-- START Data provided --

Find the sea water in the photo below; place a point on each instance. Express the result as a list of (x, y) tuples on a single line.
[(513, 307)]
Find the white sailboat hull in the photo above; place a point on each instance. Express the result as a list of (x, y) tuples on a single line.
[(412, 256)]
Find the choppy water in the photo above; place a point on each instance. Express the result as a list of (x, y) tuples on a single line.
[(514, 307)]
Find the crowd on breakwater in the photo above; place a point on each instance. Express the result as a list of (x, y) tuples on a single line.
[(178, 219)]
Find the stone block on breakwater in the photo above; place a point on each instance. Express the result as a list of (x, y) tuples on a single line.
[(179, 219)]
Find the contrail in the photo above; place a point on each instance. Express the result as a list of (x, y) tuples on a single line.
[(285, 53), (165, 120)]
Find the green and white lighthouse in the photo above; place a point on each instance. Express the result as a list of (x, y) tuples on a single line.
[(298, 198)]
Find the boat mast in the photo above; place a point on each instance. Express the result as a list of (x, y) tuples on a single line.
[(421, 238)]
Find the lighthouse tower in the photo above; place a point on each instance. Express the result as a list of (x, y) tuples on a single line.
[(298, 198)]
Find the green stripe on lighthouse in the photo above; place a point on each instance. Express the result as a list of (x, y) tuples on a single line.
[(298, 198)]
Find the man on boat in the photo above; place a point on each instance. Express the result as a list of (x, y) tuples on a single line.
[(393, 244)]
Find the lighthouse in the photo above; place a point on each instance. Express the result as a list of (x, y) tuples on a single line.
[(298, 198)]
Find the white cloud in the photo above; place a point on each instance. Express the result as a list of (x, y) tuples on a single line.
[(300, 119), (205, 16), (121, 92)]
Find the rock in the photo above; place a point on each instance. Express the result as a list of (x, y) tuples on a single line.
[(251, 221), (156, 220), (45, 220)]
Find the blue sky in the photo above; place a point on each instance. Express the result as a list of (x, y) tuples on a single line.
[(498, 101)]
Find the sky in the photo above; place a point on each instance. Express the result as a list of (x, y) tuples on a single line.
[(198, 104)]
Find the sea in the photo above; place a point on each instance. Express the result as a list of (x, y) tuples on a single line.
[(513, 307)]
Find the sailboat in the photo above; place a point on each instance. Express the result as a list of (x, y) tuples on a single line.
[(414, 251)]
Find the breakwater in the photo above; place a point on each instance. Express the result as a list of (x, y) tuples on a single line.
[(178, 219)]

-- END Data provided --

Exercise brief: Please rewrite all of the data above, replacing "place a point on each instance" with "mark every instance with a point" and leaving everything else unchanged.

Final result:
Find the sea water in the photo below; mark every instance with a point. Express the result as a list of (x, y) tuples on a single line.
[(513, 307)]
Find the white sailboat hull in the photo above; mark every instance with a point. Express the result as a list of (x, y) tuples on a single line.
[(412, 256)]
Find the choppy water in the photo above; mark every instance with a point. Express the result as a list of (x, y) tuples on a single line.
[(514, 307)]
Find the crowd on breakwater in the photo above; mark every instance with a point. Express the result as a list of (x, y) tuples on a single line.
[(178, 219)]
Find the stone block on breakwater in the photo above; mark every instance with a point. Express the result as a list of (x, y) tuples on a single line.
[(179, 219)]
Find the contrail in the photo above; mark every instance with a point. Express the result as a list of (x, y) tuples on a single line.
[(285, 53), (165, 120)]
Find the green and white lighthouse in the photo above; mark every instance with a point. Express the result as a list of (x, y) tuples on a single line.
[(298, 198)]
Find the boat mast in the photo above; mark every instance with a point. Express the result as a list of (x, y) tuples on a single line.
[(421, 238)]
Find the lighthouse tower in the photo above; mark every instance with a point. Express the result as a list of (x, y) tuples on a single line.
[(298, 198)]
Find the green stripe on lighthouse in the photo above; mark every instance with a point. Express the result as a list of (x, y) tuples on a single line.
[(298, 198)]
Find the man on boat in the photo above; mark every instance with a point. Express the result as a list of (x, y) tuples on a single line.
[(393, 244)]
Find the lighthouse in the photo above; mark every instance with a point. Express the result as a list of (x, y) tuples on a single line.
[(298, 198)]
Find the white cloud in the photo above; mark every instance with a point. Express the result as a list of (x, y) tuples on a single line.
[(300, 119), (205, 16), (121, 92)]
Find the rock in the photo above; mark every instance with a point. Express the result as a list of (x, y) tuples on a single line.
[(251, 221), (156, 220), (45, 220)]
Find the blue sky in the photo above; mark every instance with a point. Express the result as a list of (x, y) tuples on a single line.
[(498, 101)]
Find the sky in the photo above; mark every instance with a point. Express the result as a list of (x, y) tuples on a single line.
[(198, 104)]
Find the sea in the photo above; mark every instance with a point. Express the result as a list of (x, y) tuples on a single line.
[(513, 307)]
Find the sailboat in the photo above; mark every instance with a point. Express the result as a list of (x, y) tuples on a single line.
[(414, 251)]
Find the breakwater in the photo above; mark every instance with a point. Express the result as a list of (x, y) tuples on a single line.
[(178, 219)]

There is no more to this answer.